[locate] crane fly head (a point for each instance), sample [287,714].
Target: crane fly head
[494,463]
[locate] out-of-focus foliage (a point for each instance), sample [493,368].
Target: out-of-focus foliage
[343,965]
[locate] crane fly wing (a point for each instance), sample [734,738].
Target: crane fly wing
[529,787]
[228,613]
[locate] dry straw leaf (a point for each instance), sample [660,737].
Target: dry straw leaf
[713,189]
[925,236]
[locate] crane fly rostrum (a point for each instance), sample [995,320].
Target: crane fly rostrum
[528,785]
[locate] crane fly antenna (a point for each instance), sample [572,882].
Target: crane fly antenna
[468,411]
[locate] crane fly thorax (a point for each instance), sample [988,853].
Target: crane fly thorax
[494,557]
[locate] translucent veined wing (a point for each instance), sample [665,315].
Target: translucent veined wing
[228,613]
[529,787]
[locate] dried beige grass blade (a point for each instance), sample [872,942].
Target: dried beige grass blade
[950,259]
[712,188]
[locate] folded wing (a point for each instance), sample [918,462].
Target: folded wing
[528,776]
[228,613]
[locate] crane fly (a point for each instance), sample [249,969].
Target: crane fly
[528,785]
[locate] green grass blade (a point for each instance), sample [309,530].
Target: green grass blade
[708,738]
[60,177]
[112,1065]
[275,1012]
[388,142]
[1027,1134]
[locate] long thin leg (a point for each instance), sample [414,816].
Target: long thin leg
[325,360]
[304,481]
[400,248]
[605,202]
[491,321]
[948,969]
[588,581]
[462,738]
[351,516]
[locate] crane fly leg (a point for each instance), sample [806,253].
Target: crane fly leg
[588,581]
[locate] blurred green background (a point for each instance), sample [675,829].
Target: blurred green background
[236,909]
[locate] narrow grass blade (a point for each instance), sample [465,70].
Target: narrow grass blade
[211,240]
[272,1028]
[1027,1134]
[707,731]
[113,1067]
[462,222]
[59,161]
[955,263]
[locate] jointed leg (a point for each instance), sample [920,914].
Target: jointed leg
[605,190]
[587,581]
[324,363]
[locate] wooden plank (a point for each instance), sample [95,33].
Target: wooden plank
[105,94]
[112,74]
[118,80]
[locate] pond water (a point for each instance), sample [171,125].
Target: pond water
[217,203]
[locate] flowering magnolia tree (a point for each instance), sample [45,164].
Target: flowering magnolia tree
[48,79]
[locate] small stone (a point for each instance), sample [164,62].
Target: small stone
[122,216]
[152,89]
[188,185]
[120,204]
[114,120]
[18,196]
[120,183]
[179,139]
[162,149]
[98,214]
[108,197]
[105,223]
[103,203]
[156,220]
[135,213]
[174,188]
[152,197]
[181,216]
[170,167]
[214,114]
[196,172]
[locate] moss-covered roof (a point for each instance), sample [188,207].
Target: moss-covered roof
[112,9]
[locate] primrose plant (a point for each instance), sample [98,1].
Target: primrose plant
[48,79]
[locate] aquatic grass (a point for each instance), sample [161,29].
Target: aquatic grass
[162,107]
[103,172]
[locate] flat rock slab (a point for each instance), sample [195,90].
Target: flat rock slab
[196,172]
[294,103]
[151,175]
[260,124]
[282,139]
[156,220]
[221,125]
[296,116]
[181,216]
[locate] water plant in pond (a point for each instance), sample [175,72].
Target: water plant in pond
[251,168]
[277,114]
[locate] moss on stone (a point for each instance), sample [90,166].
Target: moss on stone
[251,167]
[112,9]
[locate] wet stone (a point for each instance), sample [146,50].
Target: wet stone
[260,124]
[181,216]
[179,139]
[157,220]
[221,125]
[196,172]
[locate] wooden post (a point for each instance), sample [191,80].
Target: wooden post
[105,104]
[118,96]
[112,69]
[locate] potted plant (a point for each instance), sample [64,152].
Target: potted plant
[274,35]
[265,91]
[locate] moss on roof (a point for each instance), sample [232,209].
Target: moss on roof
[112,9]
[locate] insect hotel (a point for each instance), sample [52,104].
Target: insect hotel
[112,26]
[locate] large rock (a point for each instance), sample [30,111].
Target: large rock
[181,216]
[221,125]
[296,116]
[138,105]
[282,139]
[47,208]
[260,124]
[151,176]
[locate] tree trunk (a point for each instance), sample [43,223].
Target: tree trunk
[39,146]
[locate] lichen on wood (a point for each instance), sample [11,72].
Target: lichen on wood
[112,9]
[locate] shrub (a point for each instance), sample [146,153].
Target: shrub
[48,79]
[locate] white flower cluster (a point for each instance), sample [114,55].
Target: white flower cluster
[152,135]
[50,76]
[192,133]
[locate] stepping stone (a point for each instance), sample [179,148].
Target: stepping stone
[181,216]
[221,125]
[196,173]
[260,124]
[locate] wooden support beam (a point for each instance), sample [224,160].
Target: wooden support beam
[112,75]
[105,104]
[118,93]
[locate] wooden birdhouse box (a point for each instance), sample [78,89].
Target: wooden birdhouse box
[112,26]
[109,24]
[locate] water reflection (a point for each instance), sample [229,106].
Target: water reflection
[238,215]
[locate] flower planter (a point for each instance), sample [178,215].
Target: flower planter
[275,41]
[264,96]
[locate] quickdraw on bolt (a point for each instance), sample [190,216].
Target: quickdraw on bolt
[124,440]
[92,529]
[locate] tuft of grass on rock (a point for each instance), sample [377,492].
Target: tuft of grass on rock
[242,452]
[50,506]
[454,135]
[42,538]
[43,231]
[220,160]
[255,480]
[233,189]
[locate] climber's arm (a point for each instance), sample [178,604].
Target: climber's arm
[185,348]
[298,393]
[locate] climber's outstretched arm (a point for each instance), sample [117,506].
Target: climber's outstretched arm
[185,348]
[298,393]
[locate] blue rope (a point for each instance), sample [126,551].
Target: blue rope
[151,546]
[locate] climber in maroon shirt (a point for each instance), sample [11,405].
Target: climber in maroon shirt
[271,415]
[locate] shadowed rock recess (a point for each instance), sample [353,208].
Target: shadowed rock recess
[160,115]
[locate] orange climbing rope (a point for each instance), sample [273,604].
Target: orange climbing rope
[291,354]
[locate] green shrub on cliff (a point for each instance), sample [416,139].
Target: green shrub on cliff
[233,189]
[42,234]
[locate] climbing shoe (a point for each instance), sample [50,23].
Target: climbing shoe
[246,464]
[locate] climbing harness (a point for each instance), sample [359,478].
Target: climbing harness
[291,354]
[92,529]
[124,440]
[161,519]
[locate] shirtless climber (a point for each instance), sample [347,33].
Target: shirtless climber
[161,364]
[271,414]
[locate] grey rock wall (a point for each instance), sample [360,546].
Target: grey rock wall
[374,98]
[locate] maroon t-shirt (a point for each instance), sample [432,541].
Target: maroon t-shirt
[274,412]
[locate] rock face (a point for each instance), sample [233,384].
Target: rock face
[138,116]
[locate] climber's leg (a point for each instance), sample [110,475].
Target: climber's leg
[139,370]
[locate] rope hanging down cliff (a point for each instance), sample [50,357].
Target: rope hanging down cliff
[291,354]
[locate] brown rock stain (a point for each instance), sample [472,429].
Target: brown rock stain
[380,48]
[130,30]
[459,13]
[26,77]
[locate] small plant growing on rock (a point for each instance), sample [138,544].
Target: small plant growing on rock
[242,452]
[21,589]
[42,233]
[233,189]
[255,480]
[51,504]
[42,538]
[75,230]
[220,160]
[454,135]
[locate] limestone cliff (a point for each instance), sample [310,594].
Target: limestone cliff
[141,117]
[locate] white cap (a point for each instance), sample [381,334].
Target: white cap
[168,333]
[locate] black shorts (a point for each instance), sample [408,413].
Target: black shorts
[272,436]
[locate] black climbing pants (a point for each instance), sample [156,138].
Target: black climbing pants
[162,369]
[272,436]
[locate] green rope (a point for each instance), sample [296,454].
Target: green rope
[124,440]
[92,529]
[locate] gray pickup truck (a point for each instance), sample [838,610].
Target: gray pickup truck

========

▶ What is required
Copy out every line of the records above, character for character, changing and adding nothing.

▶ Written answer
[locate] crane fly head (a point for each instance), sample [287,714].
Target: crane fly head
[494,463]
[locate] out-of-focus foliage (a point for each instance), sample [493,368].
Target: out-of-focus foliage
[343,965]
[locate] crane fly wing (a point for each instance), sample [734,738].
Target: crane fly wing
[529,787]
[228,613]
[locate] dry straw leaf (a point for each instance), sample [660,737].
Target: dry straw leaf
[713,189]
[925,236]
[locate] crane fly rostrum (a point for each instance), sample [995,320].
Target: crane fly rostrum
[528,785]
[locate] crane fly antenna (a point for each instance), sample [572,882].
Target: crane fly antenna
[468,411]
[locate] crane fly thorax (a point for each instance), sample [988,853].
Target: crane fly thorax
[494,557]
[locate] translucent veined wing (a point for each instance), sample [665,315].
Target: translucent veined wing
[228,613]
[529,787]
[locate] dried beige grass blade (a point for each instance), sample [872,942].
Target: dried beige grass blade
[950,259]
[712,188]
[locate] folded wing (a point for each instance), sample [918,462].
Target: folded wing
[528,776]
[228,613]
[locate] crane fly (a point for each instance), sample [249,969].
Target: crane fly
[528,785]
[locate] green grass blade (a point for each instance), sample [309,530].
Target: green grass blade
[708,738]
[60,177]
[112,1065]
[275,1012]
[388,142]
[1027,1134]
[locate] long thin leg (a point for each instance), sample [414,816].
Target: long thin leg
[325,360]
[304,481]
[400,248]
[605,202]
[491,321]
[948,969]
[588,581]
[462,738]
[351,516]
[locate] crane fly leg (a point for each instance), sample [806,253].
Target: crane fly leg
[588,581]
[locate] blurred green background (a point for each instance), sample [675,829].
Target: blurred green background
[236,909]
[locate] narrow grass blade (a point for each instance), sample [465,70].
Target: narrow grass blade
[211,240]
[272,1028]
[1027,1134]
[707,731]
[113,1067]
[462,222]
[59,161]
[955,263]
[locate] jointed leg (a point for each instance), sample [920,914].
Target: jointed leg
[605,190]
[587,581]
[324,363]
[locate] wooden plank (a point for each instance), sample [95,33].
Target: wooden plank
[105,94]
[112,74]
[118,80]
[locate] pond water (a point for each instance), sample [171,125].
Target: pond water
[217,203]
[locate] flowering magnolia tree (a point for each instance), sample [45,164].
Target: flowering magnolia tree
[48,79]
[locate] small stone (a point for each instance), sample [164,62].
Target: small stone
[122,216]
[152,89]
[188,185]
[120,204]
[114,120]
[18,196]
[120,183]
[179,139]
[162,149]
[98,214]
[108,197]
[105,223]
[103,203]
[156,220]
[135,213]
[174,188]
[152,197]
[181,216]
[170,167]
[214,114]
[196,172]
[locate] moss-covered roof (a point for each instance), sample [188,207].
Target: moss-covered roof
[112,9]
[locate] primrose plant (a point for each instance), sample [98,1].
Target: primrose plant
[48,79]
[locate] aquatic grass (a point for each instance), sample [161,29].
Target: aquatic grass
[162,107]
[103,172]
[locate] flat rock slab (a point for each instance), sample [195,90].
Target: flat rock slab
[196,172]
[294,103]
[151,175]
[260,124]
[282,139]
[156,220]
[221,125]
[296,116]
[181,216]
[locate] water plant in pond (a point for each instance), sample [175,72].
Target: water plant in pond
[251,168]
[277,114]
[locate] moss on stone (a point for each instance), sample [90,166].
Target: moss on stone
[251,167]
[112,9]
[locate] wet stone (a point for each instance), sample [146,50].
Target: wet stone
[260,124]
[181,216]
[179,139]
[157,220]
[221,125]
[196,172]
[locate] wooden post (a point for each instance), sample [191,80].
Target: wooden post
[105,104]
[118,96]
[112,69]
[locate] potted plant (a point for each instance), sample [64,152].
Target: potted plant
[274,35]
[265,91]
[locate] moss on roof (a point for each instance), sample [232,209].
Target: moss on roof
[112,9]
[locate] insect hotel (a point for each instance), sample [52,104].
Target: insect hotel
[112,26]
[locate] large rock (a point for each instance), sample [30,111].
Target: large rock
[181,216]
[221,125]
[296,116]
[138,105]
[282,139]
[47,208]
[260,124]
[151,176]
[locate] tree trunk (a point for each instance), sample [43,223].
Target: tree trunk
[39,146]
[locate] lichen on wood (a point for each instance), sample [11,72].
Target: lichen on wood
[112,9]
[locate] shrub (a point for each instance), sample [146,153].
Target: shrub
[48,79]
[locate] white flower cluster (a point for each instance), sample [114,55].
Target: white flower cluster
[152,135]
[50,76]
[192,133]
[locate] stepping stone (a point for each instance), sample [179,148].
Target: stepping stone
[181,216]
[221,125]
[196,173]
[260,124]
[locate] wooden support beam (a point for each instance), sample [224,160].
Target: wooden support beam
[112,75]
[105,104]
[118,93]
[locate] wooden birdhouse box (a point for each instance), sample [78,89].
Target: wooden birdhouse box
[112,26]
[109,24]
[locate] water reflection (a point for each instance), sample [229,106].
Target: water reflection
[238,215]
[locate] flower planter (a point for each instance), sample [178,215].
Target: flower planter
[275,41]
[264,96]
[locate] quickdraw on bolt (a point for each instance), sample [190,216].
Target: quickdraw on bolt
[124,440]
[92,529]
[locate] tuft of grass on rock (a point for each instance), sample [377,492].
Target: tuft of grass on rock
[242,452]
[50,506]
[454,135]
[42,538]
[43,231]
[220,160]
[255,480]
[233,189]
[locate] climber's arm (a point for each instance), sample [178,604].
Target: climber's arm
[185,348]
[298,393]
[locate] climber's outstretched arm (a point for each instance), sample [117,506].
Target: climber's outstretched arm
[185,348]
[298,393]
[locate] blue rope (a point for each instance), sample [126,551].
Target: blue rope
[151,546]
[locate] climber in maroon shirt (a point for each instance), sample [11,405].
Target: climber in maroon shirt
[271,415]
[locate] shadowed rock recess (a point for each instance), sample [353,208].
Target: shadowed rock recess
[160,115]
[locate] orange climbing rope (a point for each instance), sample [273,604].
Target: orange climbing rope
[291,354]
[locate] green shrub on cliff (a point for each instance), sample [416,139].
Target: green shrub on cliff
[233,189]
[42,234]
[locate] climbing shoe (a point for each instance), sample [50,23].
Target: climbing shoe
[246,464]
[locate] climbing harness (a point for each instance), sample [359,478].
Target: climbing harness
[291,354]
[92,529]
[124,440]
[161,519]
[locate] shirtless climber (a point for each instance), sample [347,33].
Target: shirtless climber
[161,364]
[271,414]
[locate] grey rock wall (a point for each instance), sample [360,546].
Target: grey rock wall
[374,98]
[locate] maroon t-shirt (a point for each instance), sample [432,541].
Target: maroon t-shirt
[274,412]
[locate] rock face (a point for each instance), sample [233,384].
Target: rock face
[138,116]
[locate] climber's leg (a point for each instance), sample [110,475].
Target: climber's leg
[139,370]
[locate] rope hanging down cliff (a point for each instance), sample [50,357].
Target: rope hanging down cliff
[291,354]
[locate] brown rock stain (a point for each instance), sample [472,429].
Target: brown rock stain
[380,48]
[130,30]
[459,13]
[26,77]
[locate] small plant growing on rock (a point for each instance), sample [138,544].
Target: small plant growing on rock
[242,452]
[21,589]
[42,233]
[233,189]
[255,480]
[51,504]
[42,538]
[75,230]
[220,160]
[454,135]
[locate] limestone cliff (a point for each instance), sample [310,594].
Target: limestone cliff
[141,117]
[locate] white cap (a point for each instance), sample [381,334].
Target: white cap
[168,333]
[locate] black shorts (a point for each instance), sample [408,413].
Target: black shorts
[272,436]
[locate] black climbing pants (a point for each instance), sample [156,138].
Target: black climbing pants
[162,369]
[272,436]
[locate] green rope (a point for each instance), sample [296,454].
Target: green rope
[124,440]
[92,529]
[locate] gray pickup truck (a point for each instance), sample [838,610].
Target: gray pickup truck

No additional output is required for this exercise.